## SELECTED EXCERPT
+ + + + + + +

High on the agenda of the new City Council and Speaker Melissa Mark-Viverito is reform of the member-item funding process for neighborhood-based nonprofit organizations. Sources say that Council members have made clear to both the speaker and Mayor Bill de Blasio that they won’t support eliminating the grants, known as member items, which allow them to curry favor with their constituents’ movers and shakers.
The matter is likely to come up for public debate during open hearings of the Rules Committee next month. Council sources said that while de Blasio is committed to making good on his campaign promises, which included phasing out a heavily corrupt member-item process, his ally, Bronx-based Mark-Viverito wants to find new ways to keep the cash flowing while rooting out misuse.
Those may include giving each of the 51 members an equal sum; devising a need-based formula taking into account factors like elderly and poor populations per district; or increasing an existing participatory process in which residents vote on how to spend the district’s allotted funds.
Under the current system, the speaker has the power to dole out goodies unilaterally, inviting the temptation to reward allies and punish upstarts.

+ + + + + + +

(Point placement rows)
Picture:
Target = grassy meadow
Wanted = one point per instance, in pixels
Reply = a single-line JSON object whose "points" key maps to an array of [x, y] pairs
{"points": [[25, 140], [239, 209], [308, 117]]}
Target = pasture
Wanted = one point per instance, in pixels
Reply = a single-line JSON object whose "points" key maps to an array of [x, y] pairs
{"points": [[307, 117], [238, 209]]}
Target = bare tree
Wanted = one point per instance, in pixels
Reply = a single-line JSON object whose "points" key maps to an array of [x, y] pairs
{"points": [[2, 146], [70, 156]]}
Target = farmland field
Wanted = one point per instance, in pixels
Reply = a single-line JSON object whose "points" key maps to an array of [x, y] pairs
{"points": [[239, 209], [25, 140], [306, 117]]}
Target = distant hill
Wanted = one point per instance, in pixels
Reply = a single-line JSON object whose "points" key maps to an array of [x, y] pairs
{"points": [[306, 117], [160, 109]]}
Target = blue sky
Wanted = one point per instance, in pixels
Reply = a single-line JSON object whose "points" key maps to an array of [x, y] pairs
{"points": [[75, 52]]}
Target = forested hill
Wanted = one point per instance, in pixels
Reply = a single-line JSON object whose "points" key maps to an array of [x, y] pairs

+ + + + + + +

## PROBLEMS TO SOLVE
#1 Output the passage of the member-item funding text between "The matter is" and "and punish upstarts.", inclusive.
#2 Pick up the text on City Council member-item funding reform where it stops and keep writing it.

## ANSWERS GIVEN
#1
The matter is likely to come up for public debate during open hearings of the Rules Committee next month. Council sources said that while de Blasio is committed to making good on his campaign promises, which included phasing out a heavily corrupt member-item process, his ally, Bronx-based Mark-Viverito wants to find new ways to keep the cash flowing while rooting out misuse.
Those may include giving each of the 51 members an equal sum; devising a need-based formula taking into account factors like elderly and poor populations per district; or increasing an existing participatory process in which residents vote on how to spend the district’s allotted funds.
Under the current system, the speaker has the power to dole out goodies unilaterally, inviting the temptation to reward allies and punish upstarts.

#2
The reform debate will take place as the city gears up for the budget process but also as Mark-Viverito consolidates her hard-fought power in a Council with newly redrawn districts and 20 new members, due to term limits. Neighborhood groups that depend heavily on city grants for rent, payroll or other expenses are bound to be watching closely.
“Large, citywide entities have government-relations operatives to go through the process of asking for funds,” said freshman Democrat Mark Levine of Upper Manhattan. “But when it comes to the Little Leagues, the community gardens, the afterschool programs, only a local elected official knows these groups best. There is close to unanimous agreement on that in the City Council.”
A spokeswoman for Mark-Viverito said the speaker was not available for an interview Tuesday and did not respond to requests for comment on the member-item process.
Levine, whose office has helped fund programs at the Washington Heights YM-YWHA and that neighborhood’s Jewish Community Council, among many other local organizations, said Mark-Viverito had publicly committed to a more open and transparent grant process during her campaign for leadership.
Cynthia Zalisky, director of the Queens Jewish Community Council, said her agency hopes for a process that will closely look at needs in each district.
“We’re concerned that will be just an evaluation of the ZIP codes without talking to us about various issues,” she said, noting upper-middle class areas like Forest Hills where some residents are struggling. UJA-Federation’s recent survey found Forest Hills had the largest share of near-poor Jewish families in the eight-county study. “We have to be vocal with the City Council to make sure there is a fair process.”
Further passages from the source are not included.